> Material for this exercise:
....
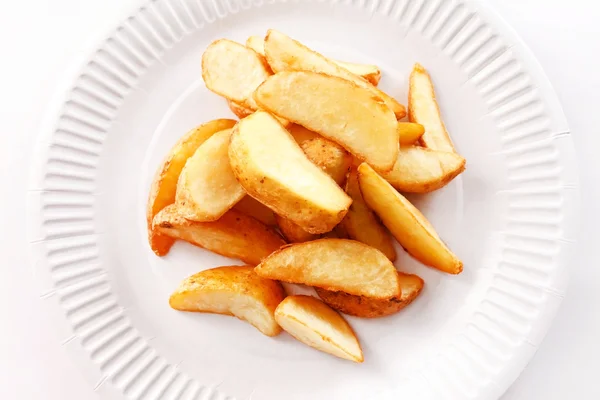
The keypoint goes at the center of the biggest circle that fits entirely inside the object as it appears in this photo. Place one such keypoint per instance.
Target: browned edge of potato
(164, 185)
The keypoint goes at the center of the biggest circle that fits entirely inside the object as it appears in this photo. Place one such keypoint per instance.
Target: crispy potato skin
(422, 170)
(234, 235)
(360, 223)
(341, 265)
(232, 290)
(315, 324)
(346, 113)
(329, 156)
(164, 185)
(259, 145)
(286, 54)
(366, 307)
(410, 228)
(423, 109)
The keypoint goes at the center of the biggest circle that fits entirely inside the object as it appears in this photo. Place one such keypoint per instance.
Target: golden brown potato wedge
(409, 132)
(366, 307)
(234, 235)
(338, 110)
(422, 170)
(232, 290)
(329, 156)
(334, 264)
(233, 71)
(207, 188)
(239, 110)
(292, 232)
(257, 210)
(361, 224)
(370, 72)
(286, 54)
(314, 323)
(272, 168)
(164, 186)
(301, 134)
(407, 224)
(423, 109)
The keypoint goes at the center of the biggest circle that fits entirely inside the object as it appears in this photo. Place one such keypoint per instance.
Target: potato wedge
(334, 264)
(239, 110)
(314, 323)
(292, 232)
(301, 134)
(422, 170)
(286, 54)
(423, 109)
(361, 224)
(370, 72)
(272, 168)
(232, 290)
(207, 188)
(234, 235)
(338, 110)
(366, 307)
(329, 156)
(257, 210)
(409, 132)
(164, 186)
(405, 222)
(233, 71)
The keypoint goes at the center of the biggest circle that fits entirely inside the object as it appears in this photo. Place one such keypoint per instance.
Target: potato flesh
(422, 170)
(207, 188)
(232, 290)
(314, 323)
(233, 71)
(336, 109)
(361, 224)
(272, 168)
(164, 186)
(286, 54)
(234, 235)
(405, 222)
(423, 109)
(334, 264)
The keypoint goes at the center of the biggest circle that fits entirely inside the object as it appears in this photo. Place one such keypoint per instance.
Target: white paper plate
(510, 216)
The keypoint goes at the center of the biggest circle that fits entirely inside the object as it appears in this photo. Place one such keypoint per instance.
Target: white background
(40, 38)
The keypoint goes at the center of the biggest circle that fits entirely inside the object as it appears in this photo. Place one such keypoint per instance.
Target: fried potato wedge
(409, 132)
(361, 224)
(164, 186)
(239, 110)
(334, 264)
(366, 307)
(233, 71)
(234, 235)
(286, 54)
(422, 170)
(292, 232)
(272, 168)
(370, 72)
(336, 109)
(314, 323)
(257, 210)
(405, 222)
(423, 109)
(332, 158)
(301, 134)
(232, 290)
(207, 188)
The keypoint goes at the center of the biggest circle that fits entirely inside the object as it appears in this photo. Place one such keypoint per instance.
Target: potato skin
....
> Activity:
This exercise calls for the records to be given again exactly, without the images.

> Result below:
The keypoint goes at the center of the biggest circle that fits entirely inside the object as it appears in this photo. Place one such keypoint per instance.
Target: browned edge of potato
(164, 185)
The keypoint goes at the center of the biggest circle that fits entirely inside the object as it appears in this photo. Place one such keypoint per instance.
Target: crispy potato skin
(422, 170)
(234, 235)
(360, 223)
(341, 265)
(232, 290)
(315, 324)
(346, 113)
(329, 156)
(164, 185)
(259, 145)
(286, 54)
(366, 307)
(410, 228)
(423, 109)
The keypoint goes at the center of the biggest circle that fits entirely inside the object as it appears in this photo. Place one such keypoint per instance.
Target: golden brown potato wedge
(409, 132)
(366, 307)
(234, 235)
(338, 110)
(422, 170)
(232, 290)
(329, 156)
(334, 264)
(233, 71)
(207, 188)
(239, 110)
(292, 232)
(257, 210)
(361, 224)
(370, 72)
(286, 54)
(314, 323)
(272, 168)
(164, 186)
(301, 134)
(407, 224)
(423, 109)
The keypoint goes at the center of the biggest circle that fits entirely inside the object as it appears in this photo. Place one such keypoint per instance.
Target: potato wedge
(334, 264)
(239, 110)
(314, 323)
(292, 232)
(301, 134)
(422, 170)
(286, 54)
(423, 109)
(361, 224)
(370, 72)
(272, 168)
(232, 290)
(207, 188)
(234, 235)
(338, 110)
(366, 307)
(329, 156)
(257, 210)
(409, 132)
(164, 186)
(405, 222)
(233, 71)
The keypoint goes at the center of the biggest circle that fits entirely inside the object as it appears in this photo. Place one such keypoint per instance.
Target: potato flesh
(422, 170)
(207, 188)
(232, 290)
(314, 323)
(233, 71)
(336, 109)
(361, 224)
(272, 168)
(164, 186)
(286, 54)
(234, 235)
(405, 222)
(423, 109)
(334, 264)
The keypoint goes at the center of the biggest circle that fits entirely inside the object as it appears in this photo. Place one such keypoint per instance.
Target: white paper plate
(510, 216)
The keypoint goes at the center of the biggest circle that fits entirely inside the object as it appears in this photo. Place one such keypoint per instance.
Target: white background
(40, 38)
The keypoint goes at the center of the biggest circle that fits entirely inside the object as it appears in this photo. Place one such keypoint per instance.
Target: fried potato wedge
(409, 132)
(361, 224)
(164, 186)
(239, 110)
(334, 264)
(366, 307)
(233, 71)
(234, 235)
(286, 54)
(422, 170)
(292, 232)
(272, 168)
(370, 72)
(336, 109)
(314, 323)
(257, 210)
(405, 222)
(423, 109)
(332, 158)
(301, 134)
(232, 290)
(207, 188)
The keypoint goes at the center of the biggest circle that fits entirely inside the object as it appears in this photo. Place one such keypoint per instance.
Target: potato skin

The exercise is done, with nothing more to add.